ENUNCIADO 1:
Atualize o texto sobre a detecção de hanseníase no trecho de "O diagnóstico de" até "abrangida pela pesquisa.", trocando "estudantes" por "alunos", e reproduza esse trecho com a troca feita.
ENUNCIADO 2:
Segundo o texto sobre a detecção de hanseníase, qual era o diâmetro do punch usado na biópsia de pele?

::: TRECHO PARA LEITURA

Detecção de casos. Foi empregado o método da busca ativa de casos, contando-se com a participação efetiva dos professores da rede de ensino público que, após receberem treinamento, fizeram uma triagem dos estudantes, identificando aqueles que apresentavam quaisquer alterações na pele. Em seguida, para a definição diagnóstica, foi realizado o exame clínico, pela equipe de pesquisa, de todos os selecionados na etapa anterior, sendo os dados anotados em fichas específicas.

O diagnóstico de hanseníase foi definido com base na existência de alterações da coloração e/ou da sensibilidade ao exame clínico. Linfa cutânea foi coletada dos estudantes com lesões compatíveis com hanseníase, procedendo-se à coloração do material pelo método de Ziehl-Nielsen. A contagem dos bacilos seguiu a fórmula estabelecida por Ridley e Jopling9.

Parte destes pacientes foi submetida à biópsia de pele, tomada na parte interna da borda da lesão, utilizando-se punch de 5mm de diâmetro após assepsia e anestesia do local. O material biopsiado foi acondicionado em recipiente de plástico, contendo formol a 10% até o processamento laboratorial e leitura.

Para o cálculo do coeficiente de detecção considerou-se a população de estudantes regularmente matriculada nas escolas do município e que foi abrangida pela pesquisa.

::::::
::: DADOS FORNECIDOS

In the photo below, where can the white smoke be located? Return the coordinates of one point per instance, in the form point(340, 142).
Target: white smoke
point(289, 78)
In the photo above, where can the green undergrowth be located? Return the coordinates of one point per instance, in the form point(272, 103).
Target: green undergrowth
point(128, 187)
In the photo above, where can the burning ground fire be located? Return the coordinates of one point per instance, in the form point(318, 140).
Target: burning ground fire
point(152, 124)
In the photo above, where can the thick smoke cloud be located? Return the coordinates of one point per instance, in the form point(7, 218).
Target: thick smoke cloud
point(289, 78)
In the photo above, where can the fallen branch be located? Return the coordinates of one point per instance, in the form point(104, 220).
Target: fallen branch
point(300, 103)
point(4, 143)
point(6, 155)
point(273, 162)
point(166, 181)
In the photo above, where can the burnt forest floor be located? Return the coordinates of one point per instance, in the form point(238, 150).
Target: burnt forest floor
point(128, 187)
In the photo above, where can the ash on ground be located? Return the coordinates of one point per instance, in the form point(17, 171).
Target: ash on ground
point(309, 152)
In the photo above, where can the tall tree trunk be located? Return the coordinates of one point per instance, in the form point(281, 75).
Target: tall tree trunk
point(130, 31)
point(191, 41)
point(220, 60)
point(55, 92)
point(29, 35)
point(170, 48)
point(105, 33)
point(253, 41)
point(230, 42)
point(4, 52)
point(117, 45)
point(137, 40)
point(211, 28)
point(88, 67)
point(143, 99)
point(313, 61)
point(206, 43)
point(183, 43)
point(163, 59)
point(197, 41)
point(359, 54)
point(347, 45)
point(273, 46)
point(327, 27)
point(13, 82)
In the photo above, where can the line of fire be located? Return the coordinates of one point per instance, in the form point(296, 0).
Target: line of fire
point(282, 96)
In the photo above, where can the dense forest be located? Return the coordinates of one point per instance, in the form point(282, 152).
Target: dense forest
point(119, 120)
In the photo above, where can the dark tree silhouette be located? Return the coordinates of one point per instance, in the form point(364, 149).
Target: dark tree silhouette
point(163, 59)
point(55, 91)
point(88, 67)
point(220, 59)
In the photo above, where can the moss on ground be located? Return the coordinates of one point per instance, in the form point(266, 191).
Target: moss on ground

::::::

RESULTADO DO EXERCÍCIO 1:
O diagnóstico de hanseníase foi definido com base na existência de alterações da coloração e/ou da sensibilidade ao exame clínico. Linfa cutânea foi coletada dos alunos com lesões compatíveis com hanseníase, procedendo-se à coloração do material pelo método de Ziehl-Nielsen. A contagem dos bacilos seguiu a fórmula estabelecida por Ridley e Jopling9.

Parte destes pacientes foi submetida à biópsia de pele, tomada na parte interna da borda da lesão, utilizando-se punch de 5mm de diâmetro após assepsia e anestesia do local. O material biopsiado foi acondicionado em recipiente de plástico, contendo formol a 10% até o processamento laboratorial e leitura.

Para o cálculo do coeficiente de detecção considerou-se a população de alunos regularmente matriculada nas escolas do município e que foi abrangida pela pesquisa.

RESULTADO DO EXERCÍCIO 2:
O punch tinha 5mm de diâmetro.